You know you’re dealing with culture when you feel things should be done a certain way and you can’t really explain why.
Some cultural expressions, like the contrast between the American handshake and the Japanese bow or the cheese heads worn by Green Bay Packers fans, are innocuous and simply add flavor to life. Others enshrine fear and perpetuate human brokenness.
The parable of the Good Samaritan challenged the culture and norms of Jesus’ day. In the parable, love won out over a deep-seated and destructive cultural divide.
It is up to Christians to be discerning about culture. And if a cultural element contradicts the loving heart that God desires us to have, that cultural element must go.
But because culture is so powerful and because we breathe it and swim in it everyday, we almost always have blind spots.
That’s true with cultural traditions that shape how we relate with other people. It’s particularly true with cultural traditions that dictate how we relate to God’s earth. The non-human living things of this world are, as a whole, the ultimate “other.” Our survival depends on us consuming nature. What’s more, the greater the scale to which we desire to expand our personal comfort and our civilization’s power, the greater the scale to which we feel compelled to use God’s world in ways that deplete and diminish it. This approach to God’s world becomes rationalized and embedded in our culture. And then we can’t see the reality of what is being done.

| INSTRUCTION A |
Answer these about the passage on culture:
(i) Which two greetings does it contrast?
(ii) In the parable of the Good Samaritan, what won out over a cultural divide?
(iii) What does it call the non-human living things of this world, taken as a whole?
| INSTRUCTION B |
Transcribe the stretch of the passage on culture from "The parable of" through "element must go.".

| DATA EXCERPT |
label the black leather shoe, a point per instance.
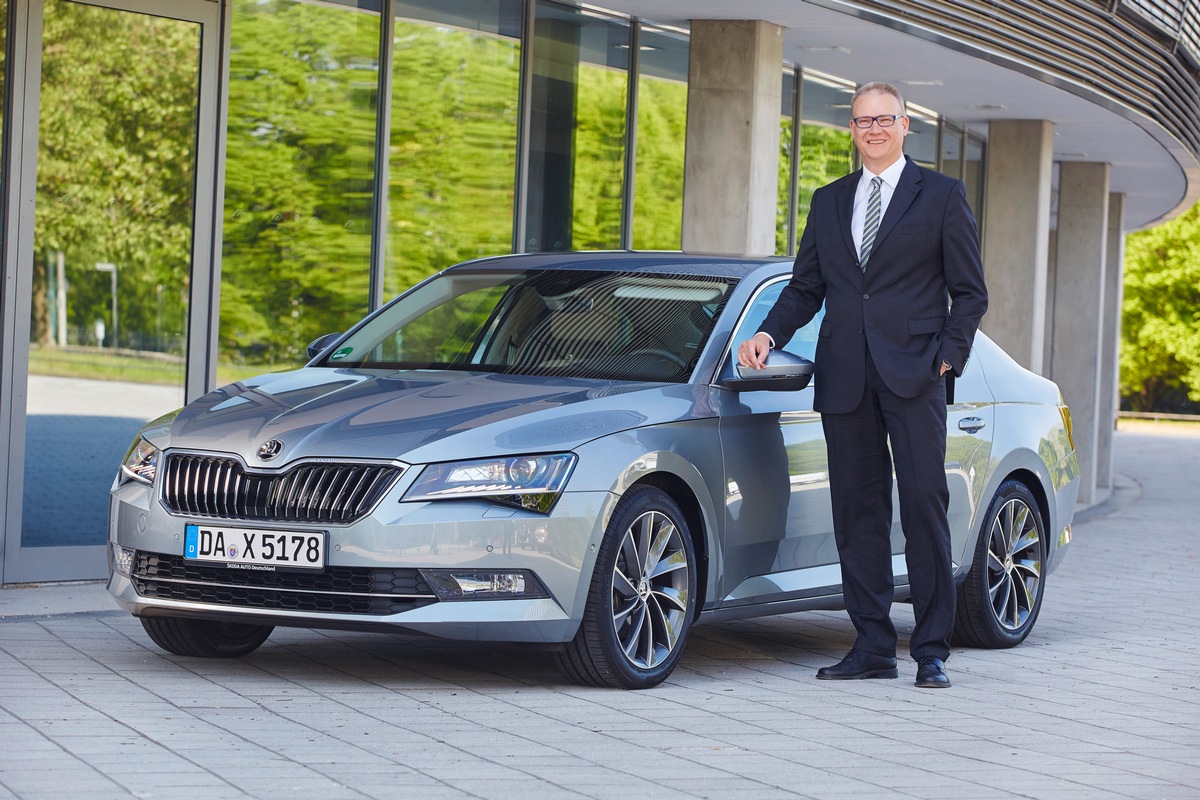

| EXERCISE SOLUTION A |
(i) The American handshake and the Japanese bow.
(ii) Love.
(iii) The ultimate "other."

| EXERCISE SOLUTION B |
The parable of the Good Samaritan challenged the culture and norms of Jesus’ day. In the parable, love won out over a deep-seated and destructive cultural divide.
It is up to Christians to be discerning about culture. And if a cultural element contradicts the loving heart that God desires us to have, that cultural element must go.